_Lesetext_
* * *

Entscheidungsstichwort (Thema)
Abberufung des Liquidators der Firma. Unternehmensnachfolge
Leitsatz (redaktionell)
1. Der Liquidator einer offenen Handelsgesellschaft kann durch einstimmigen Beschluss der Gesellschafter abberufen werden (§ 147 Halbs. 1 i.V.m. § 146 Abs. 2 Satz HGB). Auf Antrag eines Beteiligten kann diese Abberufung nach § 147 Halbs. 2 i.V.m. § 146 Abs. 2 Satz 2 HGB auch das Gericht vornehmen, wenn wichtige Gründe hierfür bestehen.
2. Die Bezeichnung „Beteiligter” wird im Recht immer dann gebraucht, wenn über einen Betroffenen oder den Inhaber eines Anspruchs oder Rechts hinaus einem größeren Personenkreis die Möglichkeit gegeben werden soll, Rechtsschutz zu erlangen.
3. Nach § 1985 Abs. 1 BGB hat der Nachlassverwalter den Nachlass zu verwalten und die Nachlassverbindlichkeiten aus dem Nachlass zu berichtigen. Um diese Aufgabe erfüllen zu können, steht im auch das Recht zu, über Nachlassgegenstände zu verfügen, insbesondere Nachlassforderungen einzuziehen und Nachlassgegenstände zu veräußern.
Normenkette
HGB § 105 Abs. 2, §§ 146-147; BGB § 717 Abs. 2, § 1985
Verfahrensgang
LG München I (Beschluss vom 29.07.1987; Aktenzeichen 1 HKT 10287/87) |
AG München (Beschluss vom 03.04.1986) |
Tenor
I. Die Beschlüsse des Landgerichts München I vom 29. Juli 1987 in der Fassung des Berichtigungsbeschlusses vom 7. August 1987 und des Amtsgerichts München vom 9. April 1987 werden aufgehoben.
II. Der Beschluß des Rechtspflegers des Amtsgerichts München vom 3. April 1986 wird dahin abgeändert, daß der Antrag des Nachlaßverwalters – Beteiligter zu 4) – auf Abberufung des Beteiligten zu 5) als Liquidator als unzulässig abgewiesen wird.
III. Der Beteiligte zu 4) hat die dem Beteiligten zu 1) in den Beschwerdeinstanzen entstandenen notwendigen Kosten zu erstatten.

* * *

_Gegebene Daten_
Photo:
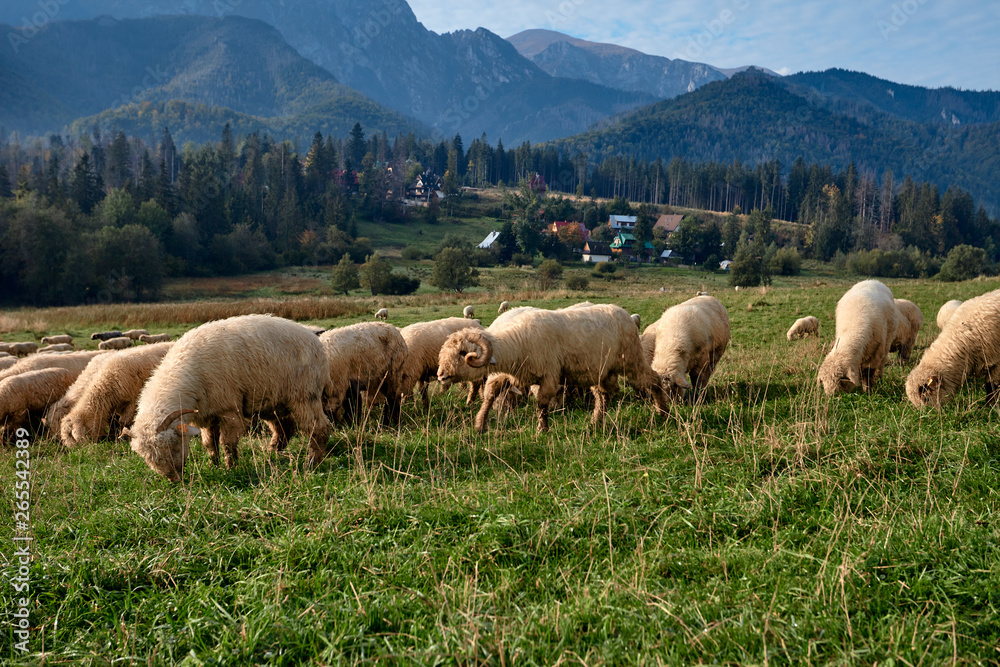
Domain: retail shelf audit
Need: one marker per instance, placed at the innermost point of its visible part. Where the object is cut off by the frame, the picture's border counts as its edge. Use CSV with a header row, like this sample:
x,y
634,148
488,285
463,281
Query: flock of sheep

* * *

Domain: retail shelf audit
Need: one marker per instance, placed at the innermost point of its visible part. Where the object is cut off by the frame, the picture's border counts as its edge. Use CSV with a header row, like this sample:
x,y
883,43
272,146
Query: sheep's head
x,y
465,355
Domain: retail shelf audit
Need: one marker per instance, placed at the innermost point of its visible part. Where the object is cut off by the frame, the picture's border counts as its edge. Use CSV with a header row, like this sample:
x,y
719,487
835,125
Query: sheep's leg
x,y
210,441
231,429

* * *

_Deine Aufgabe 1_
Beantworte anhand des Gerichtsbeschlusses zur Abberufung des Liquidators diese Fragen:
(a) Welche Aufgabe hat der Nachlassverwalter nach § 1985 Abs. 1 BGB?
(b) Welches Gericht hat den Beschluss vom 29.07.1987 mit dem Aktenzeichen 1 HKT 10287/87 gefasst?
(c) Wer muss dem Beteiligten zu 1) die Kosten erstatten, die ihm in den Beschwerdeinstanzen entstanden sind?
_Deine Aufgabe 2_
Schreib den Gerichtsbeschluss zur Abberufung des Liquidators nach Punkt III weiter.

_Lösung 1_
(a) Er hat den Nachlass zu verwalten und die Nachlassverbindlichkeiten aus dem Nachlass zu berichtigen.
(b) Das Landgericht München I.
(c) Der Beteiligte zu 4).

_Lösung 2_
IV. Der Geschäftswert für das Rechtsbeschwerdeverfahren wird auf 30.000 DM festgesetzt.
Tatbestand
I.
1. Im Handelsregister des Amtsgerichts München ist die Firma O. OHG eingetragen. Die Gesellschaft wurde am 15.7.1955 von dem Beteiligten zu 1) und von … O. gegründet. Der Gesellschaftsvertrag vom selben Tag lautet u. a.:
§ 10
Ausscheiden eines Gesellschafters durch Tod
Scheidet einer der Gesellschafter durch Tod aus, so wird die Gesellschaft mit den Erben des Verstorbenen fortgesetzt. Die Erben haben die Berechtigung an der Gesellschaft lediglich als Kommanditisten mit dem Beteiligungsanteil des Verstorbenen teilzunehmen, jedoch einen gemeinsamen Vertreter zu bestellen.
Verstirbt Frau O., so verschiebt sich bei der Fortsetzung der Gesellschaft mit den Erben das Kapital- und Gewinnbeteiligungsverhältnis entschädigungslos wie folgt:
- Herr A. (= Beteiligter zu 1) 75 %
- Erben der Frau O. 25 %
Es steht sodann Herrn … A. das besondere Kündigungsrecht des § 9 Abs. 2 zu.
Die Gesellschafter beschlossen die Auflösung der Gesellschaft zum 2.1.1979; sie bestellten den Beteiligten zu 5) zum Liquidator.
Die Gesellschafterin O. ist am 9.3.1980 verstorben. Sie wurde von ihren Enkelkindern, den Beteiligten zu 2) und 3) beerbt. Der Beteiligte zu 4) wurde vom Amtsgericht München am 30.5.1980 zum Verwalter des Nachlasses der verstorbenen Gesellschafterin bestellt.
2. Der Beteiligte zu 4) beantragte die gerichtliche Abberufung des Liquidators und die Bestellung eines anderen Liquidators. Diesen Antrag wies der Rechtspfleger des Registergerichts am 3.4.1986 als unbegründet zurück.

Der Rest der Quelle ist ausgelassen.